Instructions for the task
When copying the data, keep every line exactly the same.

[Data excerpts]
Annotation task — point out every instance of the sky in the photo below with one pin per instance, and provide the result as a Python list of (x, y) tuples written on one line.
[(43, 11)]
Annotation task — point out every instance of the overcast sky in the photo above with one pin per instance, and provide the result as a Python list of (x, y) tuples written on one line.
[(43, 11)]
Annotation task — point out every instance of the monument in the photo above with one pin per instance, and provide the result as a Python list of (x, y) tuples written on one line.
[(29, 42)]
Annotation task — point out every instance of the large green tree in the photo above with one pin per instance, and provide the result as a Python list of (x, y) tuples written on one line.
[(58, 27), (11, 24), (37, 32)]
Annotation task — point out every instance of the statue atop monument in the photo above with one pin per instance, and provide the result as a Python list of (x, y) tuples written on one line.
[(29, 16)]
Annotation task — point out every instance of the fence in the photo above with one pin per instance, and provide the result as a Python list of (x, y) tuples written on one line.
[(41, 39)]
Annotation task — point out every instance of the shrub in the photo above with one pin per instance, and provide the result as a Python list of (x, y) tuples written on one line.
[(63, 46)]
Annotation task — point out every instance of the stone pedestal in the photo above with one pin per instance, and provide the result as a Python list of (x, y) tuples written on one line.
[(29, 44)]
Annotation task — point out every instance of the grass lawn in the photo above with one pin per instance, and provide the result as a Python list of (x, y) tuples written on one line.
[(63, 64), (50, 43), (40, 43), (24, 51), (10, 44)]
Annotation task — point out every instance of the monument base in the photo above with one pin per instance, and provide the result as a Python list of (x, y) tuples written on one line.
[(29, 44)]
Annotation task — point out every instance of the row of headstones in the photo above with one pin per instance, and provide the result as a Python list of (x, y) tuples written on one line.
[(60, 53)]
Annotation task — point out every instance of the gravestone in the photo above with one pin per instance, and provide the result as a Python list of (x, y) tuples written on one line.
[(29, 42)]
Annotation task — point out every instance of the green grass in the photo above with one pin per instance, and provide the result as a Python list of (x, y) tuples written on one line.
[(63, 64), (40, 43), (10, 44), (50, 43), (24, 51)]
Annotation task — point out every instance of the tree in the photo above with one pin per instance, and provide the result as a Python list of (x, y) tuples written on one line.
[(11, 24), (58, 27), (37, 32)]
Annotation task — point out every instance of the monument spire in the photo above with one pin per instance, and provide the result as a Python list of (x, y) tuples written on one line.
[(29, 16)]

Finished task
Annotation task — point out every instance of the sky in the photo below with one pin per instance, and provide the result as a Python list of (x, y) tuples written on one line.
[(43, 11)]
Annotation task — point out every instance of the overcast sky in the photo above with one pin per instance, and provide the result as a Python list of (x, y) tuples written on one line.
[(43, 11)]
Annotation task — point out every instance of the monument in the photo above with one pin per instance, and provide the result as a Python list of (x, y) tuples written on one line.
[(29, 42)]
Annotation task — point out every instance of the large green tree in the photo above with one pin per instance, and provide the result as a Python list of (x, y) tuples written on one line.
[(58, 27), (11, 24), (37, 32)]
Annotation task — point out every instance of the statue atop monument in the photo above with one pin per instance, and provide the result as a Python list of (x, y) tuples written on one line.
[(29, 16)]
Annotation task — point out every instance of the fence in the photo above with one pin per instance, and provide the result as a Python list of (x, y) tuples written on one line.
[(41, 39)]
Annotation task — point out every instance of the shrub in the photo above with one pin per instance, and provide the result as a Python list of (x, y) tuples written on one line.
[(63, 46)]
Annotation task — point out every instance of the stone pedestal in the photo above with one pin per instance, and provide the result as a Python list of (x, y) tuples written on one line.
[(29, 44)]
Annotation task — point out every instance of the grass lawn in the photo above with one pin per instance, and provide the result as a Python list of (x, y) tuples written on one line.
[(63, 64), (50, 43), (40, 43), (24, 51), (10, 44)]
Annotation task — point out every instance of the monument base in the photo above with one pin per instance, and provide the result as a Python list of (x, y) tuples written on one line.
[(29, 44)]
Annotation task — point out every instance of the row of headstones in the photo above with one pin per instance, and provide the result as a Python list of (x, y) tuples written on one line.
[(60, 53)]
Annotation task — point out every instance of the gravestone in the photo above with one pin per instance, and provide the result as a Python list of (x, y) tuples written on one line.
[(29, 42)]
Annotation task — point out every instance of the green grass in the photo above with one pin per instance, and provide the result as a Python list of (x, y) tuples written on one line.
[(63, 64), (40, 43), (10, 44), (50, 43), (24, 51)]
Annotation task — point out every instance of the tree in the photo above with one pin per instance, and provide the result as a Python list of (x, y) tuples written on one line.
[(11, 24), (58, 27), (37, 32)]
Annotation task — point out every instance of the monument spire in the photo above with one pin per instance, and provide the result as a Python list of (x, y) tuples written on one line.
[(29, 16)]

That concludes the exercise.